§ **Problem to solve**: Reproduce the data that follows in its entirety, character for character.

§ **Task data**:
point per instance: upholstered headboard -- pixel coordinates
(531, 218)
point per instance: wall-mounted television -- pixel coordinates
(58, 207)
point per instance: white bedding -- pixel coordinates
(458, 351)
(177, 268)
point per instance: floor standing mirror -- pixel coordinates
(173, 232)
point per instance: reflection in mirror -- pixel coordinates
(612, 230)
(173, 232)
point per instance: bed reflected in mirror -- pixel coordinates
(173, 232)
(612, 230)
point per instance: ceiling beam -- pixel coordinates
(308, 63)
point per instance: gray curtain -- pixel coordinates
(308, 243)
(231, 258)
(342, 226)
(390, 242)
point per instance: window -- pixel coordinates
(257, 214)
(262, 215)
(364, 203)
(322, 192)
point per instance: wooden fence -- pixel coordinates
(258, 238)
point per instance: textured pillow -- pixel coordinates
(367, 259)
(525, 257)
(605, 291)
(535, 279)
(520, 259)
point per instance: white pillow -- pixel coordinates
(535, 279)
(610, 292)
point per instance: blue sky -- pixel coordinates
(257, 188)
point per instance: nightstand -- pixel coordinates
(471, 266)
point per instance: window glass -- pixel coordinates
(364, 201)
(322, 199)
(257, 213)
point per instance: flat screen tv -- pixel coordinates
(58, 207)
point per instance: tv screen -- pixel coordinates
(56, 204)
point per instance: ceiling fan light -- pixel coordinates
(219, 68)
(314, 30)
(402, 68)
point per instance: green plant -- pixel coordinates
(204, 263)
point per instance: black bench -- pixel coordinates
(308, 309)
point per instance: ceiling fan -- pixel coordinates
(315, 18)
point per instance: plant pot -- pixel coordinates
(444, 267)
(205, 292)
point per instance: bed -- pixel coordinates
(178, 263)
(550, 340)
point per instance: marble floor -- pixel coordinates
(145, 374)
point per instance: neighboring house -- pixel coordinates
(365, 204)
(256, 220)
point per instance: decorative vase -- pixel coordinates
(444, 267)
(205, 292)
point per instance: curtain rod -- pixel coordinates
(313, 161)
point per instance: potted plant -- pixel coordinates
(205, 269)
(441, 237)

§ **Full output**:
point per instance: upholstered headboard -- pixel coordinates
(531, 218)
point per instance: wall-mounted television -- pixel coordinates
(58, 207)
point per instance: white bedding -- pixel coordinates
(458, 351)
(177, 268)
point per instance: floor standing mirror -- pixel coordinates
(173, 232)
point per instance: reflection in mirror -- pixel coordinates
(612, 230)
(173, 232)
point per instance: bed reflected in mirror -- pixel coordinates
(173, 232)
(612, 230)
point per instance: ceiling beam -- pixel coordinates
(308, 63)
point per instance: gray curtain -- pixel coordinates
(308, 243)
(231, 258)
(342, 226)
(390, 242)
point per instance: window -- pixel coordinates
(257, 214)
(262, 215)
(364, 203)
(322, 192)
point per instance: wooden fence -- pixel coordinates
(258, 238)
point per instance: textured pillow -- pixel coordinates
(367, 259)
(525, 257)
(605, 291)
(535, 279)
(520, 259)
point per instance: white pillow -- pixel coordinates
(535, 279)
(610, 292)
point per instance: blue sky -- pixel coordinates
(257, 188)
point per instance: nightstand -- pixel coordinates
(471, 266)
point per instance: window glass -- pixel coordinates
(364, 201)
(322, 199)
(257, 213)
point per instance: flat screen tv -- pixel coordinates
(58, 207)
point per instance: tv screen -- pixel coordinates
(56, 204)
point per instance: ceiling fan light -- pixel coordinates
(219, 68)
(314, 30)
(402, 68)
point per instance: green plant -- pixel coordinates
(204, 263)
point per instance: black bench -- pixel coordinates
(308, 309)
point per instance: ceiling fan -- pixel coordinates
(315, 18)
point per instance: plant pot -- pixel coordinates
(444, 267)
(205, 292)
point per instance: bed -- pixel coordinates
(178, 263)
(550, 340)
point per instance: marble floor -- pixel coordinates
(145, 374)
point per instance: neighboring house -- pixel coordinates
(365, 204)
(256, 220)
point per instance: decorative vase -- pixel coordinates
(444, 267)
(205, 292)
point per instance: curtain rod -- pixel coordinates
(313, 161)
point per instance: potted plant -- pixel coordinates
(205, 269)
(441, 237)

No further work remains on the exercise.